## Data:

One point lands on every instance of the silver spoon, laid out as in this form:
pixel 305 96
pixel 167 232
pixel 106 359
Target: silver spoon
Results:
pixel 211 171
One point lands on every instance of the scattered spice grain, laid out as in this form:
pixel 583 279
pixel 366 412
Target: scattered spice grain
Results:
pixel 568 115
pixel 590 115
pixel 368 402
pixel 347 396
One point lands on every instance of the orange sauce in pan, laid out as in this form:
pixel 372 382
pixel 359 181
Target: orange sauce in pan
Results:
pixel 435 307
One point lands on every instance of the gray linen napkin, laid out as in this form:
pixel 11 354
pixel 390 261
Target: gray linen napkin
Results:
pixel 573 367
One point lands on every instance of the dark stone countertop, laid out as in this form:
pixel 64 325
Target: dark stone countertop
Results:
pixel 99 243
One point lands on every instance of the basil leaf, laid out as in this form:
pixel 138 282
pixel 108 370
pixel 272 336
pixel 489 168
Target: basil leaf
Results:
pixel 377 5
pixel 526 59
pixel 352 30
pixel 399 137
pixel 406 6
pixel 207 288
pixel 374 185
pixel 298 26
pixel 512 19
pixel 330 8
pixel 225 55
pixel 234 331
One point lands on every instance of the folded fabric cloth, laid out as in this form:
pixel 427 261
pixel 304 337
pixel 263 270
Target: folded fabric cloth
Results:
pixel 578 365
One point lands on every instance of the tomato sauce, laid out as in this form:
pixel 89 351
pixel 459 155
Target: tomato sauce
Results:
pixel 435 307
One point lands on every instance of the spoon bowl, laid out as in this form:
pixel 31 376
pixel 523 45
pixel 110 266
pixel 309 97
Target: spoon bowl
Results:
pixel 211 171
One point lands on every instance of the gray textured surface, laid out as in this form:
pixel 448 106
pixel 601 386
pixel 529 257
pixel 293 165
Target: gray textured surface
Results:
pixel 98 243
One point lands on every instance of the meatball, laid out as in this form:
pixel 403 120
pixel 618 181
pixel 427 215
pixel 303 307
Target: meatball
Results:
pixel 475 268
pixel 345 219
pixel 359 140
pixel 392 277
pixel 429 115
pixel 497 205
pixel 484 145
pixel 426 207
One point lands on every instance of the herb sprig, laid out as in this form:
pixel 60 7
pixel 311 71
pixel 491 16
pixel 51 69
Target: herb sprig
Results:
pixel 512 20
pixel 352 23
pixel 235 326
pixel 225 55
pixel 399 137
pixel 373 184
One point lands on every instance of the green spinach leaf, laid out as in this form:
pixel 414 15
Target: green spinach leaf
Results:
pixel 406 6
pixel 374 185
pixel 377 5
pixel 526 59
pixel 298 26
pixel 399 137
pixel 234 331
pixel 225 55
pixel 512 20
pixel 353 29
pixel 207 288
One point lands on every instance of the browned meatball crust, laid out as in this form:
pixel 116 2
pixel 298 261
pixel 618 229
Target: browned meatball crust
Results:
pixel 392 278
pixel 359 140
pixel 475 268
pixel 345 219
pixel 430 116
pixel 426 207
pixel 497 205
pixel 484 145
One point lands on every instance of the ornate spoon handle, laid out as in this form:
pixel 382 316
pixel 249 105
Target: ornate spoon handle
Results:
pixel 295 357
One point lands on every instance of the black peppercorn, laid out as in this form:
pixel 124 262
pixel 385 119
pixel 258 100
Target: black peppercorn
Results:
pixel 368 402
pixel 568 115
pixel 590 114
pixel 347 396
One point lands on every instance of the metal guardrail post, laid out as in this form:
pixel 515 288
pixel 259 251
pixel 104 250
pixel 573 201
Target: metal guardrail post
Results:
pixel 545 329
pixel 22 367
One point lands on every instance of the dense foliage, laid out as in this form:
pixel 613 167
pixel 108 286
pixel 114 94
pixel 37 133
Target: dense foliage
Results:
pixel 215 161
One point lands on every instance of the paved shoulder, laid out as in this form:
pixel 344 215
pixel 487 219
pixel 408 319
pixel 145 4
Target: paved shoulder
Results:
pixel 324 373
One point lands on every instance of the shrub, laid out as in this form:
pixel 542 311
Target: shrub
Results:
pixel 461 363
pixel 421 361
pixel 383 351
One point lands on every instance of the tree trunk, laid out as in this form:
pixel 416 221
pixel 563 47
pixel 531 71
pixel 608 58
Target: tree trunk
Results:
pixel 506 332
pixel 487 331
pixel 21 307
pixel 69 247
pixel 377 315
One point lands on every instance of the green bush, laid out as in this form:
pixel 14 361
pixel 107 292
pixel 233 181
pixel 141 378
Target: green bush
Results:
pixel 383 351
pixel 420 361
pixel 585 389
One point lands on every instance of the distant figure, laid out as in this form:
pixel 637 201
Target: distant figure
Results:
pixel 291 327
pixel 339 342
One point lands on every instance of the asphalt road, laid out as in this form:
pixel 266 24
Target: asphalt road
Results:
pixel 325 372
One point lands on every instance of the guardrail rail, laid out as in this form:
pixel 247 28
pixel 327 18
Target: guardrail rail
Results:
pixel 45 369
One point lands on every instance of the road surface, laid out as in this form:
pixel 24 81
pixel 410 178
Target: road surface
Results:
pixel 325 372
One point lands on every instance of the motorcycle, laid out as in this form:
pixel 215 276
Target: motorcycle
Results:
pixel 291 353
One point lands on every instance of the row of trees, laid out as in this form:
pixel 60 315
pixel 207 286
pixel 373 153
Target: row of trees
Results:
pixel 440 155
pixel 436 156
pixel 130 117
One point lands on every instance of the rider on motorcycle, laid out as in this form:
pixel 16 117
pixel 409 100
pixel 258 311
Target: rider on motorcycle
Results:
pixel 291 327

## Activity:
Repeat, character for character, the lines of the material above from the line with "Target: silver spoon" through the line with "pixel 11 354".

## The completed task:
Target: silver spoon
Results:
pixel 211 171
One point lands on every instance of the scattered spice grain, laid out as in this form:
pixel 583 279
pixel 366 412
Target: scattered spice grain
Results:
pixel 568 115
pixel 590 115
pixel 368 402
pixel 347 396
One point lands on every instance of the orange sauce in pan, laid out as in this form:
pixel 372 382
pixel 359 181
Target: orange sauce in pan
Results:
pixel 435 307
One point lands on every instance of the gray linen napkin, laid out as in this form:
pixel 11 354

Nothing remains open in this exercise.